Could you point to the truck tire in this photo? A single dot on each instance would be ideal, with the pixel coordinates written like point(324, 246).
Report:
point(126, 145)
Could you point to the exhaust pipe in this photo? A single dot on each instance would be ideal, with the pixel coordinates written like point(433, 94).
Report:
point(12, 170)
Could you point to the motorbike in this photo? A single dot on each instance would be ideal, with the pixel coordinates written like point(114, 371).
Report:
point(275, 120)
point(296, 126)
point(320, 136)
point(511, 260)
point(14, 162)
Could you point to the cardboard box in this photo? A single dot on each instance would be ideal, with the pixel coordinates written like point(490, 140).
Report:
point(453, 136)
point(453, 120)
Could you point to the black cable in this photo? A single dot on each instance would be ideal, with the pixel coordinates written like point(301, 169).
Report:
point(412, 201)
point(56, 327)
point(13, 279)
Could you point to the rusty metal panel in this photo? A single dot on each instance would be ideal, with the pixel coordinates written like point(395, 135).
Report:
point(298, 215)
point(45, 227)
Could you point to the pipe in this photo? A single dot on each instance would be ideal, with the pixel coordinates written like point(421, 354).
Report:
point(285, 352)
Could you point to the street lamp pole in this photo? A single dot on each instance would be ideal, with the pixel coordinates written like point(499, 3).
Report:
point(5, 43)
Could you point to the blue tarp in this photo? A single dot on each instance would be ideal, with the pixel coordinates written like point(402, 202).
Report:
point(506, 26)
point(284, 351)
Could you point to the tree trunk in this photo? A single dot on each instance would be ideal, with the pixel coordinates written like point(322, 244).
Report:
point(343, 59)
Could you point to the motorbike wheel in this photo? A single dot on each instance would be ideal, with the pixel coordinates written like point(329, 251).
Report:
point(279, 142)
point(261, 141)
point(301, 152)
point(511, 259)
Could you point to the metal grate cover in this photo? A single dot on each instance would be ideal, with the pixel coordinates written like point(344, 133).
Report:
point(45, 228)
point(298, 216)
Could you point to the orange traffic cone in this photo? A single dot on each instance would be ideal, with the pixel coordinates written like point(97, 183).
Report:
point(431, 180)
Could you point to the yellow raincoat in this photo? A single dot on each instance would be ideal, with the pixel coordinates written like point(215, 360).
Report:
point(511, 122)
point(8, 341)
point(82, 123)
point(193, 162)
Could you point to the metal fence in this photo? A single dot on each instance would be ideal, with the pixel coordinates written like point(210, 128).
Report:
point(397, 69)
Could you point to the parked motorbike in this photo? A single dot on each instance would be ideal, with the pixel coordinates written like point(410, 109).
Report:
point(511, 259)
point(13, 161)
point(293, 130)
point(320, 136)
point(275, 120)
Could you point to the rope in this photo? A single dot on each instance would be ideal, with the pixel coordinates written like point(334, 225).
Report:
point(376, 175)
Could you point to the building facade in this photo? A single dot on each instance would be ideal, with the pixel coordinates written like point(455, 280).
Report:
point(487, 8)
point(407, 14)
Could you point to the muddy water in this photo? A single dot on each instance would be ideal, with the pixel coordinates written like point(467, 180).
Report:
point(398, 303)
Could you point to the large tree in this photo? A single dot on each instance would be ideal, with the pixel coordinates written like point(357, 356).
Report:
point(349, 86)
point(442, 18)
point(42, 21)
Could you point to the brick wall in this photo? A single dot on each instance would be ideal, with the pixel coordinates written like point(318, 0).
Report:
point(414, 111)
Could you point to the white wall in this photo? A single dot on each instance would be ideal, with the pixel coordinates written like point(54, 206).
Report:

○ ○ ○ ○ ○ ○ ○

*THE PROBLEM*: Exactly as shown, output all of the material above.

*REPLY TO THE TASK*:
Could you point to the truck tire in this photo? A single dot on each instance would be ideal, with the pixel coordinates written like point(324, 246).
Report:
point(126, 145)
Could you point to the exhaust pipe in this photo? A single dot on each instance would be ideal, with the pixel coordinates written like point(433, 94).
Report:
point(12, 170)
Could you point to the motorbike in this photo? A single dot on each instance would be ideal, with the pixel coordinates written like point(114, 371).
Report:
point(275, 120)
point(296, 126)
point(320, 136)
point(511, 260)
point(14, 162)
Could you point to the cardboard box in this photo? A single dot on each instance would be ideal, with the pixel coordinates written like point(490, 140).
Report:
point(453, 136)
point(453, 120)
Could you point to the black cable in this photo? A single dot on each instance would be ideal, with the pixel coordinates written like point(301, 169).
Report:
point(412, 201)
point(56, 327)
point(13, 279)
Could you point to the rusty metal panel in this photo? A single dot on each instance would be ideal, with the pixel coordinates written like point(395, 135).
Report:
point(298, 215)
point(45, 227)
Could you point to the pipe in this photo? A single dot on each instance would be ideal, with the pixel coordinates written like point(421, 354).
Report:
point(285, 352)
Could you point to the street lamp pole in this photo? A single dot on each instance would be ideal, with the pixel coordinates written like point(499, 3).
Report:
point(5, 43)
Could you point to the blue tarp in this photo? A single dot on each instance would be ideal, with the pixel coordinates written like point(402, 202).
Report:
point(506, 26)
point(284, 351)
Could you point to the tree trunk in this photo? A single dot on each instance would be ideal, with the pixel coordinates written like point(322, 244).
Report:
point(343, 59)
Could you point to the motorbike wheel in this photo? A single dot on each instance would be ideal, with the pixel coordinates written like point(329, 251).
Report:
point(279, 142)
point(261, 141)
point(301, 152)
point(511, 259)
Could you point to the metal grate cover in this photo? A single dot on each instance would be ideal, with the pixel coordinates written like point(344, 133).
Report:
point(45, 228)
point(298, 216)
Could you point to the orange traffic cone in this photo? A single dot on each instance would be ideal, with the pixel coordinates written like point(97, 183).
Report:
point(431, 180)
Could you point to the yellow raincoat in this photo? A single dot on each instance would be ideal, with the pixel coordinates written like point(215, 360).
Report:
point(511, 122)
point(8, 341)
point(82, 123)
point(193, 162)
Could you point to the metal fence in this photo? A single dot on each instance would be ideal, with the pixel coordinates written like point(210, 128).
Report:
point(397, 69)
Could you point to the parked motorbike in this photo? A single dot on each instance would be ideal, with the pixel coordinates written like point(410, 109).
Report:
point(511, 259)
point(13, 161)
point(293, 130)
point(320, 136)
point(275, 120)
Could you point to the rope in this photo? A single dot on each instance would be ideal, with the pixel coordinates written like point(334, 225).
Report:
point(376, 175)
Could you point to the building facade in this photo? A single dot on each instance would be ideal, with the pixel coordinates written like point(455, 280).
Report:
point(487, 8)
point(407, 14)
Could you point to the muddy water in this photo? A single dot on each instance would be ideal, with the pixel coordinates written like point(467, 180).
Report:
point(398, 303)
Could you point to the large tree in this photo? A single dot on each instance would be ideal, with the pixel coordinates written like point(357, 356).
Report:
point(349, 86)
point(442, 18)
point(42, 21)
Could you point to the brick wall in this photo? A single dot on each instance would be ideal, with the pixel coordinates written like point(318, 0).
Report:
point(414, 111)
Could you point to the white wall in this photo? A single dot on each instance would be ideal, with the pixel coordinates written like point(54, 206).
Report:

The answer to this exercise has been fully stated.